GIVEN INFORMATION
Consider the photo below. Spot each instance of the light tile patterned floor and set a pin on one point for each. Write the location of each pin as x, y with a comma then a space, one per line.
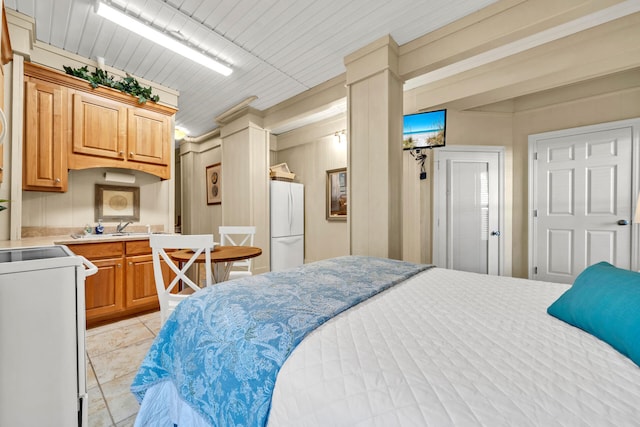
114, 353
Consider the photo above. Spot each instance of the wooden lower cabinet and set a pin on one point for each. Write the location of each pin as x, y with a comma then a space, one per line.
103, 290
124, 284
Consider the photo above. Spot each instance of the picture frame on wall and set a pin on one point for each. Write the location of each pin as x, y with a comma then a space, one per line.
117, 203
213, 176
337, 200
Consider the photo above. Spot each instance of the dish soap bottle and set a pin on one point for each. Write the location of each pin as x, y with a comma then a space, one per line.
99, 227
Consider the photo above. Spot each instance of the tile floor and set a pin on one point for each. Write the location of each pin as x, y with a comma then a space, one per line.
114, 353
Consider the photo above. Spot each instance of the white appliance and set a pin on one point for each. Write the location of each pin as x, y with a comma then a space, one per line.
287, 225
42, 337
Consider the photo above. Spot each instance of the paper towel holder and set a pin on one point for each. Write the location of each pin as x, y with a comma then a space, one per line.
119, 177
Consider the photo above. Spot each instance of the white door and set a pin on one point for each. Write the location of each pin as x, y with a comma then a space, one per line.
297, 209
287, 252
467, 213
280, 204
582, 196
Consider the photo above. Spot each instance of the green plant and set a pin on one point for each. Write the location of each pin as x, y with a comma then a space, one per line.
127, 84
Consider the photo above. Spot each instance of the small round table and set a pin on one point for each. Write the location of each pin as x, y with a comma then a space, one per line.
222, 258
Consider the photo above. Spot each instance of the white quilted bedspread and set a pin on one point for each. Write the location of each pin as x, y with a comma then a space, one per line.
449, 348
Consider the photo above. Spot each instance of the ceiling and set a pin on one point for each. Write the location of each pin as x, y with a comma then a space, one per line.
277, 48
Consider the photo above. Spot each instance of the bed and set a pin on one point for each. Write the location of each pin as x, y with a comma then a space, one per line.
426, 346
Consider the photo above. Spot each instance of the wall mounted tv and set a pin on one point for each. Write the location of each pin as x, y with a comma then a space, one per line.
424, 130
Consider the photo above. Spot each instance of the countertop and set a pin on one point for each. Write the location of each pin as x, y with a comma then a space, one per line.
68, 240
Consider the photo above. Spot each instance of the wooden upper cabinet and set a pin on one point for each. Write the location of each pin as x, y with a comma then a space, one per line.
45, 121
99, 127
148, 137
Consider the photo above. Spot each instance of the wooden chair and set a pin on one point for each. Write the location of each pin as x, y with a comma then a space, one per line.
168, 294
238, 236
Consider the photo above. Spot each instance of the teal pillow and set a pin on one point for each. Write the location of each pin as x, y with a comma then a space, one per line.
605, 301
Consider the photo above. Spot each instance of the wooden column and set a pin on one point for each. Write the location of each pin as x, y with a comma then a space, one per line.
374, 98
245, 177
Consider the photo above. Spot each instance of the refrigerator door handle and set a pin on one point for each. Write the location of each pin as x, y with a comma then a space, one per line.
290, 209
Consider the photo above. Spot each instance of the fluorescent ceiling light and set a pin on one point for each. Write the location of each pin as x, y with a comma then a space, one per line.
118, 17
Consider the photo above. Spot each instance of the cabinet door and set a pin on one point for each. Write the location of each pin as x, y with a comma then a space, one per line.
104, 290
44, 137
148, 137
99, 127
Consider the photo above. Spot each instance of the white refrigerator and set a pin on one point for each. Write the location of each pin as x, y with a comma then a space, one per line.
287, 225
42, 332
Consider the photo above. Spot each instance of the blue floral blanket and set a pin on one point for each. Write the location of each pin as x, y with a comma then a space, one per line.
223, 347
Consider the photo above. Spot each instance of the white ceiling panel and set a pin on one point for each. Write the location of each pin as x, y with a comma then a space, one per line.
277, 48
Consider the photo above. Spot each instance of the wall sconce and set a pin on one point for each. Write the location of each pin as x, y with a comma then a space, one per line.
340, 136
119, 177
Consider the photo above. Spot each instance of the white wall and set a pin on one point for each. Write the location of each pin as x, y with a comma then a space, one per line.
76, 207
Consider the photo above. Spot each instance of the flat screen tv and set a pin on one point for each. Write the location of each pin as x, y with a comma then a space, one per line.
424, 130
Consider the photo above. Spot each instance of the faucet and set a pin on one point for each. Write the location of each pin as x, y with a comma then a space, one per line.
120, 227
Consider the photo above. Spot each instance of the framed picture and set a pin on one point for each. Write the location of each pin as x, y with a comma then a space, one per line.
115, 203
337, 194
214, 190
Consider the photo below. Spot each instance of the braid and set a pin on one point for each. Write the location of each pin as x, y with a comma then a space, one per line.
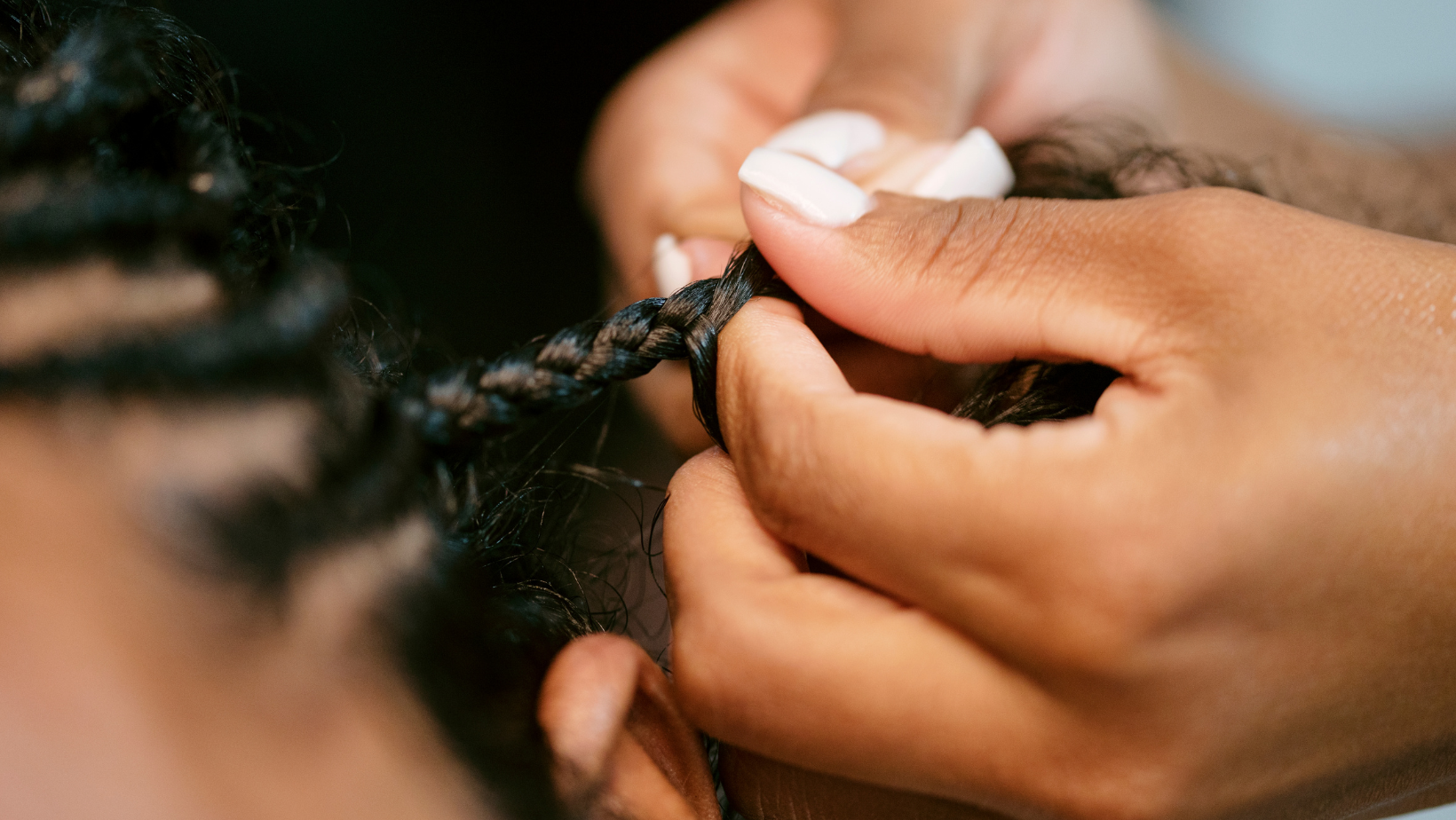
574, 366
120, 140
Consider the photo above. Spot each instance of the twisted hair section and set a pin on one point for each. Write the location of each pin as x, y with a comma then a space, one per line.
120, 140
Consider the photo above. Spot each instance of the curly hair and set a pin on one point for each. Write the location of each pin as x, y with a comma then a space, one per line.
121, 140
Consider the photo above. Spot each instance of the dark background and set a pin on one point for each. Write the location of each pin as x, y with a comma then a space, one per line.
459, 129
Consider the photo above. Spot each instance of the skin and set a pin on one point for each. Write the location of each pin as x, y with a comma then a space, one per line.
1225, 593
669, 143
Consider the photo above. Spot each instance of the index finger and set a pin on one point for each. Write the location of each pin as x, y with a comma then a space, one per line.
821, 674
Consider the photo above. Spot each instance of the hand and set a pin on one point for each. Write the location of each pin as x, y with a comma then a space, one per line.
667, 149
1229, 592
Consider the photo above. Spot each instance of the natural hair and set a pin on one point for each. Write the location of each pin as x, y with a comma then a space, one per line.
120, 140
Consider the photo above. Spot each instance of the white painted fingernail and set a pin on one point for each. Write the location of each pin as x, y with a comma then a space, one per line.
830, 138
816, 193
976, 166
671, 268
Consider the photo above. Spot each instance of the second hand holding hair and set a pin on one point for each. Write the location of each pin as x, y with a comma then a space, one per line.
1225, 593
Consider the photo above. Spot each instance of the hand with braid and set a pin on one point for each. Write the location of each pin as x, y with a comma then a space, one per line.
907, 81
1229, 592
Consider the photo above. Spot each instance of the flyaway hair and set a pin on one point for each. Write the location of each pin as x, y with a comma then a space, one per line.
121, 143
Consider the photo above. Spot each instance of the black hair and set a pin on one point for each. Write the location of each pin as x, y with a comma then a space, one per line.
120, 138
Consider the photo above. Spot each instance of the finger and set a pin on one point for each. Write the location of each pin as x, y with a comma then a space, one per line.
826, 674
992, 281
930, 509
918, 66
664, 150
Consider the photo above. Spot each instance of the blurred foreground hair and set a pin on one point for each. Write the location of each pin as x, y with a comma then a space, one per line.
120, 140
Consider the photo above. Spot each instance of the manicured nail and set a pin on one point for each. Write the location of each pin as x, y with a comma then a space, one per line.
830, 138
671, 268
976, 166
816, 193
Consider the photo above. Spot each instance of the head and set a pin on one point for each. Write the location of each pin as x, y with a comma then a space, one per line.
255, 560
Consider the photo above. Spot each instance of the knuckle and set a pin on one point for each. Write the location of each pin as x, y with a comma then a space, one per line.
775, 461
1185, 223
709, 651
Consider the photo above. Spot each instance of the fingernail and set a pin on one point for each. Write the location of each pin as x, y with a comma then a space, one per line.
816, 193
671, 268
976, 166
830, 138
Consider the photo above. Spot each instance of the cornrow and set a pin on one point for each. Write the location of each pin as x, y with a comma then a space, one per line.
120, 140
577, 365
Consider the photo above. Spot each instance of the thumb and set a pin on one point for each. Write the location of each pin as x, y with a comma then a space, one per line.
896, 98
980, 280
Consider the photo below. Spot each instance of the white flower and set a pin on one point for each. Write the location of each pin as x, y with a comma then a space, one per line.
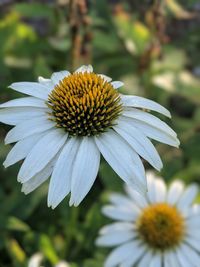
159, 230
36, 260
67, 121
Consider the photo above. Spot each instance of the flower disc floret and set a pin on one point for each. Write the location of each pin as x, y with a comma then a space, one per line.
84, 104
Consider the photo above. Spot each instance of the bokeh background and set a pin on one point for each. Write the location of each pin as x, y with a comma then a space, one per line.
153, 47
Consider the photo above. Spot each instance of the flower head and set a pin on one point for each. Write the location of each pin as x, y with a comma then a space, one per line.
161, 229
67, 121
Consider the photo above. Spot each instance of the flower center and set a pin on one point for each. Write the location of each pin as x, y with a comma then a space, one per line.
84, 104
161, 226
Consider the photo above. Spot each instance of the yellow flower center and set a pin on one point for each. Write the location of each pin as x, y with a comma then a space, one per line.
84, 104
161, 226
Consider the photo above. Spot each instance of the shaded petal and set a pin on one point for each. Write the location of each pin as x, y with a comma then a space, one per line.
28, 128
13, 116
175, 191
141, 102
60, 183
154, 133
32, 88
85, 68
85, 169
42, 153
122, 158
139, 142
21, 149
187, 197
120, 254
25, 102
117, 84
56, 77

WHAT TO DO
Write out an exact copy of the lines beginning at the line that contains "Consider the photo above. Spot each instance of the fingernail" and ending at the last line of the listing. Exclude pictures.

ANSWER TO THE EXERCISE
Consider the photo above. Spot each instance of the fingernail and set a pin on one point for each. Write the location of each pin as x, y with a comma then a space, one per line.
816, 193
671, 268
976, 166
830, 138
Consider the photo above. Spot each instance of the cornrow and set a pin on one point for each. Write the location of each pin as x, y with a comma then a space, one per line.
120, 140
577, 365
Consider the photo above. Spot each instance of the thumb and set a pin on one point for each. Write the location of each pin as x, y with a comma then a space, one per line.
896, 98
980, 280
Consider the photo below. Spot each instance of the white flower and set a pin on one point for each. Write the location of each pin as x, y with a comma then a space, one per line.
159, 230
36, 260
67, 121
Consider the photo above. Spot each instance of the flower disc floret and set a pin on one point for each. Write the location of each pin as x, y with a comma then a space, one per line.
84, 104
Consider the photo above. Spot each instance of the bokeh background and set a pin on one point for each. Write the location of each pin as x, y with a comma then a space, one per line.
153, 47
Consider the photo above. Spot each instance of the flower head and set a pin on one point for each. Write the location of each pin as x, y with a comma then a space, one per line.
161, 229
67, 121
Consider the photo above. Spot each instance of the flower center and set a pin on one point for each. Write the location of each pin as x, y with a comma then a space, one per line.
84, 104
161, 226
Consider the photo above. Spot each instance of the yellow flower center and set a pin on one point for each. Write the location of each pin as x, y with a comma then a space, one per line.
84, 104
161, 226
Consider the photo above. Spot each instance of the shaded petal and set a pin on one point for each. Write the location of each pin as x, y with a comma then a space, one per line.
28, 128
13, 116
175, 191
141, 102
60, 183
154, 133
32, 88
85, 68
85, 169
42, 153
122, 158
139, 142
21, 149
187, 197
120, 254
25, 102
117, 84
56, 77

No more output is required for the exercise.